## To do
1. Write out the part of the Turkish cheese article starting at "MR: What was" and ending at "agents/buyers and consumers.".
2. Answer these questions from the Turkish cheese article:
(a) Which village hosted the event?
(b) Which local cheese received Protected Geographical Indication status?
(c) In what field is Fatih Tatari a PhD candidate?

## Article
^^^^

Turkey’s Many Cheeses on Display

27 Jul 2018

 width=At the beginning of the month, the tiny village of Boğatepe, near Kars in Turkey’s northeast, hosted cheesemakers and lovers from around the country for an exchange, while the local Kars Kaşar cheese was given Protected Geographical Indication (PGI) status.

Following the event, which was a great success, Slow Food’s Michele Rumiz caught up with two of the festival’s main organizers, Kars Gravyeri Cheesemaker, Ilhan Koçulu and PhD candidate in Cultural Anthropology, Fatih Tatari.

MR: What was the main purpose of the event?

The main purpose of the event was twofold: to bring together traditional and artisanal cheesemakers from Anatolia and to declare the PGI of Kars Kaşar Cheese.

First, we aimed to create a space for artisanal cheesemakers from different regions to meet each other, to share their experiences and to create a network among themselves. We believe that it is especially important to make small and special producers of cheeses of Anatolia visible. This gathering also aimed to draw attention to the multiplicity of artisanal cheeses that are marketed nationally and internationally; hence it can contribute to the creation of new links between producers, purchasing agents/buyers and consumers.

^^^^

## Material
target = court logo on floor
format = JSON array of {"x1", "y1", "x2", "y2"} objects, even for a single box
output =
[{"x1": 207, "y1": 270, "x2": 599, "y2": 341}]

^^^^

## Answers for the exercise
1.
MR: What was the main purpose of the event?

The main purpose of the event was twofold: to bring together traditional and artisanal cheesemakers from Anatolia and to declare the PGI of Kars Kaşar Cheese.

First, we aimed to create a space for artisanal cheesemakers from different regions to meet each other, to share their experiences and to create a network among themselves. We believe that it is especially important to make small and special producers of cheeses of Anatolia visible. This gathering also aimed to draw attention to the multiplicity of artisanal cheeses that are marketed nationally and internationally; hence it can contribute to the creation of new links between producers, purchasing agents/buyers and consumers.

2.
(a) Boğatepe, near Kars
(b) Kars Kaşar cheese
(c) Cultural Anthropology